* **WHAT YOU NEED TO DO**: Please copy out the entries below, swapping every "pixel-coordinate" for "image-coordinate" and leaving everything else untouched.

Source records
-=-=-=-=-
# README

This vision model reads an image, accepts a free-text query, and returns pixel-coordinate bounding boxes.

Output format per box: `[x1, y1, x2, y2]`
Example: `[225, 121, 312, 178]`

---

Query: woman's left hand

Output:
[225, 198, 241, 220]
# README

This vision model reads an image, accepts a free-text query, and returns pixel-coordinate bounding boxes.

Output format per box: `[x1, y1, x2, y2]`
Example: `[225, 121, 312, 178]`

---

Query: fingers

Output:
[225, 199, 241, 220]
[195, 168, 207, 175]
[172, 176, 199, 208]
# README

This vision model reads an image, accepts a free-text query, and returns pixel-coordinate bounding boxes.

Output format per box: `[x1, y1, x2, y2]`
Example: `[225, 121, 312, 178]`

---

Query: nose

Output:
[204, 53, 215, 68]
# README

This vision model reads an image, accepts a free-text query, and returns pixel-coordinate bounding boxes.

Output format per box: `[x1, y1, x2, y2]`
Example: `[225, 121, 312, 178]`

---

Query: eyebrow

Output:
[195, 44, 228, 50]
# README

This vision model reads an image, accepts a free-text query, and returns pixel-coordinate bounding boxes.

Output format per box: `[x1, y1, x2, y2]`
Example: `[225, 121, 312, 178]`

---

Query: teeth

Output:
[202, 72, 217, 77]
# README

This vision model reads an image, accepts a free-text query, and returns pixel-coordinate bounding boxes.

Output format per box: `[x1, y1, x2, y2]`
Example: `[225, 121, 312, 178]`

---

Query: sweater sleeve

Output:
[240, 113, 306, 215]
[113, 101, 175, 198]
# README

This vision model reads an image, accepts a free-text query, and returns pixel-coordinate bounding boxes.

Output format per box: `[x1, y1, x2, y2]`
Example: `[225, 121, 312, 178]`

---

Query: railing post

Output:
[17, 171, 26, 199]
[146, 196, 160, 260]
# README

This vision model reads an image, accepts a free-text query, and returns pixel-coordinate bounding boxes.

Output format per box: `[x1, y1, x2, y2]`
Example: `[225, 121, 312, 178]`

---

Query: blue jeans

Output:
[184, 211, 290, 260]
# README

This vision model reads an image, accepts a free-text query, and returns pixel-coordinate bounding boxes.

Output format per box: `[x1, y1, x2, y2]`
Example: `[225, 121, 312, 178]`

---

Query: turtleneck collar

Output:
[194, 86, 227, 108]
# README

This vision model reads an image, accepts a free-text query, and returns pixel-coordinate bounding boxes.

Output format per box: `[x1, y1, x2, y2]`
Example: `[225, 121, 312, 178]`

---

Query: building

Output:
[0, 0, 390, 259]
-=-=-=-=-
* **THE RESPONSE**:
# README

This vision model reads an image, accepts a free-text query, and returns image-coordinate bounding boxes.

Output format per box: `[x1, y1, x2, y2]`
Example: `[225, 121, 312, 178]`

---

Query: woman's left hand

Output:
[225, 198, 241, 220]
# README

This vision model reads an image, accepts a free-text query, and returns image-coordinate bounding boxes.

Output format per box: `[x1, y1, x2, y2]`
Example: `[225, 121, 312, 178]`

---

Query: fingers

Output:
[225, 199, 241, 220]
[195, 168, 207, 175]
[172, 176, 199, 208]
# README

This vision model reads an image, accepts a free-text query, and returns image-coordinate bounding boxes.

Output format per box: `[x1, y1, x2, y2]`
Example: `[225, 121, 312, 178]`

---

Query: nose

Output:
[204, 53, 215, 68]
# README

This vision model reads an image, accepts a free-text query, and returns image-coordinate bounding boxes.

Output format per box: `[x1, y1, x2, y2]`
Example: `[225, 121, 312, 178]`

---

Query: eyebrow

Output:
[195, 44, 228, 50]
# README

This vision model reads an image, accepts a free-text query, and returns image-coordinate bounding boxes.

Output format per box: `[x1, y1, x2, y2]`
Example: `[225, 121, 312, 178]`

---

Query: teeth

Output:
[202, 72, 217, 77]
# README

This vision model reads an image, accepts a free-text query, and returns image-coordinate bounding boxes.

Output format per box: `[x1, y1, x2, y2]`
Example: `[225, 121, 312, 178]`

---

Query: sweater sleeve

Output:
[240, 113, 306, 215]
[113, 101, 175, 198]
# README

This vision model reads an image, accepts a free-text query, and returns image-coordinate bounding boxes.

Output format per box: `[x1, y1, x2, y2]`
Example: `[225, 121, 312, 178]`

---

Query: railing post

Output:
[17, 171, 26, 199]
[146, 196, 160, 260]
# README

This vision model reads an image, accepts a free-text query, and returns image-coordinate bounding boxes.

Output format per box: `[x1, y1, x2, y2]`
Example: `[225, 121, 312, 178]`

---

Query: blue jeans

Output:
[184, 211, 290, 260]
# README

This vision model reads an image, accepts a free-text query, and returns image-coordinate bounding boxes.

Output format per box: `[x1, y1, x2, y2]`
Example: `[225, 121, 312, 178]`

---

Query: turtleneck collar

Output:
[194, 86, 227, 108]
# README

This vision model reads an image, accepts a free-text query, and returns image-coordinate bounding boxes.

Output format per box: `[x1, y1, x2, y2]`
Example: `[225, 121, 312, 178]`

---

Query: building

Output:
[0, 0, 390, 259]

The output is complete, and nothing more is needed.